# [Trecho citado]
┄┄┄┄┄┄
CPI em SP vira trincheira da causa animal

Por Agência Estado

27 de outubro de 2019, às 08h14 • Última atualização em 27 de outubro de 2019, às 11h42

Policiais que trabalham na segurança da Alesp (Assembleia Legislativa de São Paulo) ficaram em alerta nos últimos meses. Deputados estaduais foram cercados por grupos sob intensa gritaria e se tornaram alvo de ofensas nos corredores da Casa e nas redes sociais. Houve o registro de pelo menos uma ameaça. O acesso a reuniões então passou a ser controlado por soldados da PM, tapumes bloquearam a entrada de sessões, e parlamentares optaram por andar escoltados.

O motivo é a Comissão Parlamentar de Inquérito (CPI) da Venda de Animais, que investiga irregularidades na criação e comércio de cães, gatos e outros pets. Após boatos de que a comissão poderia recomendar a proibição da venda, a Assembleia passou a receber caravanas com centenas de criadores de animais e representantes de ONGs protetoras dos bichos.

Enquanto os criadores veem na CPI uma ameaça ao seu trabalho e sua fonte de renda, os ativistas condenam os maus-tratos e pedem a criminalização de quem submete animais a situações degradantes.
┄┄┄┄┄┄
# [Linhas fornecidas]
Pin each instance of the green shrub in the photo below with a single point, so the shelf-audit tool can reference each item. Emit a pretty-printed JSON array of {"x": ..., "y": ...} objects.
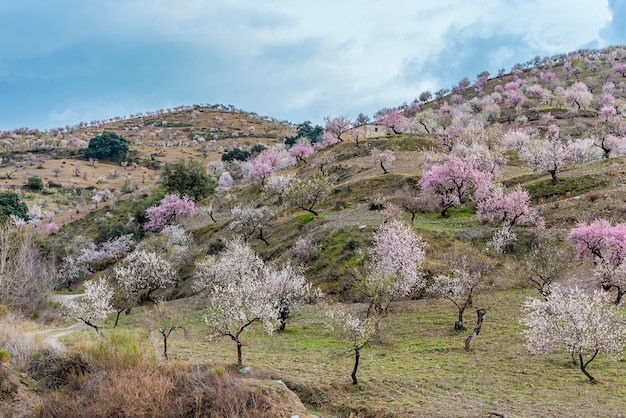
[
  {"x": 107, "y": 146},
  {"x": 35, "y": 183}
]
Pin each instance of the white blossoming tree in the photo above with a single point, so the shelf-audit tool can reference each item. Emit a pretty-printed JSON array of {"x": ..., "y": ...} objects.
[
  {"x": 584, "y": 324},
  {"x": 236, "y": 292},
  {"x": 395, "y": 266},
  {"x": 466, "y": 276},
  {"x": 359, "y": 331},
  {"x": 94, "y": 305},
  {"x": 142, "y": 272}
]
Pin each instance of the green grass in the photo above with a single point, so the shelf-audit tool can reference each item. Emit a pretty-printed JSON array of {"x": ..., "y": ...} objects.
[
  {"x": 419, "y": 368},
  {"x": 568, "y": 186}
]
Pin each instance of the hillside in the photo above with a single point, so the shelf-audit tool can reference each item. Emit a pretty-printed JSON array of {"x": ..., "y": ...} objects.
[{"x": 571, "y": 103}]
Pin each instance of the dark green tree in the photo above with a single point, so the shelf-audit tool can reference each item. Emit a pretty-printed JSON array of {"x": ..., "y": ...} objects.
[
  {"x": 107, "y": 146},
  {"x": 187, "y": 178},
  {"x": 236, "y": 154},
  {"x": 10, "y": 204},
  {"x": 35, "y": 183},
  {"x": 305, "y": 130}
]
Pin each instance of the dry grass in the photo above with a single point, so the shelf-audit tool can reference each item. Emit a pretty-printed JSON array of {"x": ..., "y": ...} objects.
[
  {"x": 420, "y": 367},
  {"x": 17, "y": 338}
]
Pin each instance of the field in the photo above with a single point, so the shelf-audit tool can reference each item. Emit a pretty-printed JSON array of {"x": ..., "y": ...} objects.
[{"x": 419, "y": 368}]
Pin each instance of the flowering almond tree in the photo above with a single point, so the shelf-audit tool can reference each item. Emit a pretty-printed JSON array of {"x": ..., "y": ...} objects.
[
  {"x": 248, "y": 219},
  {"x": 334, "y": 128},
  {"x": 395, "y": 266},
  {"x": 142, "y": 272},
  {"x": 605, "y": 245},
  {"x": 289, "y": 288},
  {"x": 302, "y": 150},
  {"x": 237, "y": 292},
  {"x": 466, "y": 276},
  {"x": 171, "y": 209},
  {"x": 94, "y": 305},
  {"x": 305, "y": 194},
  {"x": 546, "y": 263},
  {"x": 547, "y": 154},
  {"x": 584, "y": 324},
  {"x": 358, "y": 331},
  {"x": 382, "y": 158},
  {"x": 452, "y": 182},
  {"x": 511, "y": 208}
]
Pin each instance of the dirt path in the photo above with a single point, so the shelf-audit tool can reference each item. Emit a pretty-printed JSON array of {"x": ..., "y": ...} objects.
[{"x": 50, "y": 336}]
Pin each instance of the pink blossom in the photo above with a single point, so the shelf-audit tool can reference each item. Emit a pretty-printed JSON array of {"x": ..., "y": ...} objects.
[
  {"x": 169, "y": 210},
  {"x": 453, "y": 182},
  {"x": 52, "y": 228},
  {"x": 334, "y": 128},
  {"x": 302, "y": 150},
  {"x": 600, "y": 241},
  {"x": 392, "y": 119}
]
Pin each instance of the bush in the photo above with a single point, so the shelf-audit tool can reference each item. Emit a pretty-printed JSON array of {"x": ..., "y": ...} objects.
[
  {"x": 107, "y": 146},
  {"x": 10, "y": 204},
  {"x": 109, "y": 232},
  {"x": 187, "y": 178},
  {"x": 5, "y": 357},
  {"x": 235, "y": 154},
  {"x": 35, "y": 183}
]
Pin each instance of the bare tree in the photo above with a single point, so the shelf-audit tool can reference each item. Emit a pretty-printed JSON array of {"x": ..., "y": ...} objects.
[{"x": 27, "y": 276}]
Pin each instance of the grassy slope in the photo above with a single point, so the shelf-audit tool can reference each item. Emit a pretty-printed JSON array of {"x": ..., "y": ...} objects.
[{"x": 420, "y": 368}]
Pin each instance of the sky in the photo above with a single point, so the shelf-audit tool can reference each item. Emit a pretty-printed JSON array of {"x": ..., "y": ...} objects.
[{"x": 67, "y": 61}]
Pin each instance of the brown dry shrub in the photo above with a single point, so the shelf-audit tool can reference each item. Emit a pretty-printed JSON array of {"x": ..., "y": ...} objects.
[
  {"x": 174, "y": 390},
  {"x": 593, "y": 195}
]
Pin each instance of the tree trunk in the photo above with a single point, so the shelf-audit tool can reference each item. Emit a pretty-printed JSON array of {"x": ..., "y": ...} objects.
[
  {"x": 583, "y": 366},
  {"x": 239, "y": 362},
  {"x": 357, "y": 354},
  {"x": 479, "y": 323},
  {"x": 262, "y": 238},
  {"x": 117, "y": 316},
  {"x": 553, "y": 174},
  {"x": 282, "y": 319},
  {"x": 458, "y": 325}
]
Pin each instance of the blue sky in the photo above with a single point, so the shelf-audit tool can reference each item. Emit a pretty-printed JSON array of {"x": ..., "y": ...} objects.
[{"x": 66, "y": 61}]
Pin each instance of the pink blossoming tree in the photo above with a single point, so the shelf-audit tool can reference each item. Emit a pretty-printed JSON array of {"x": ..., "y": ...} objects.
[
  {"x": 171, "y": 209},
  {"x": 452, "y": 182}
]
┄┄┄┄┄┄
# [Requisitos]
De acordo com o trecho citado, o que a CPI da Venda de Animais investiga?

# [Resposta]
Irregularidades na criação e comércio de cães, gatos e outros pets.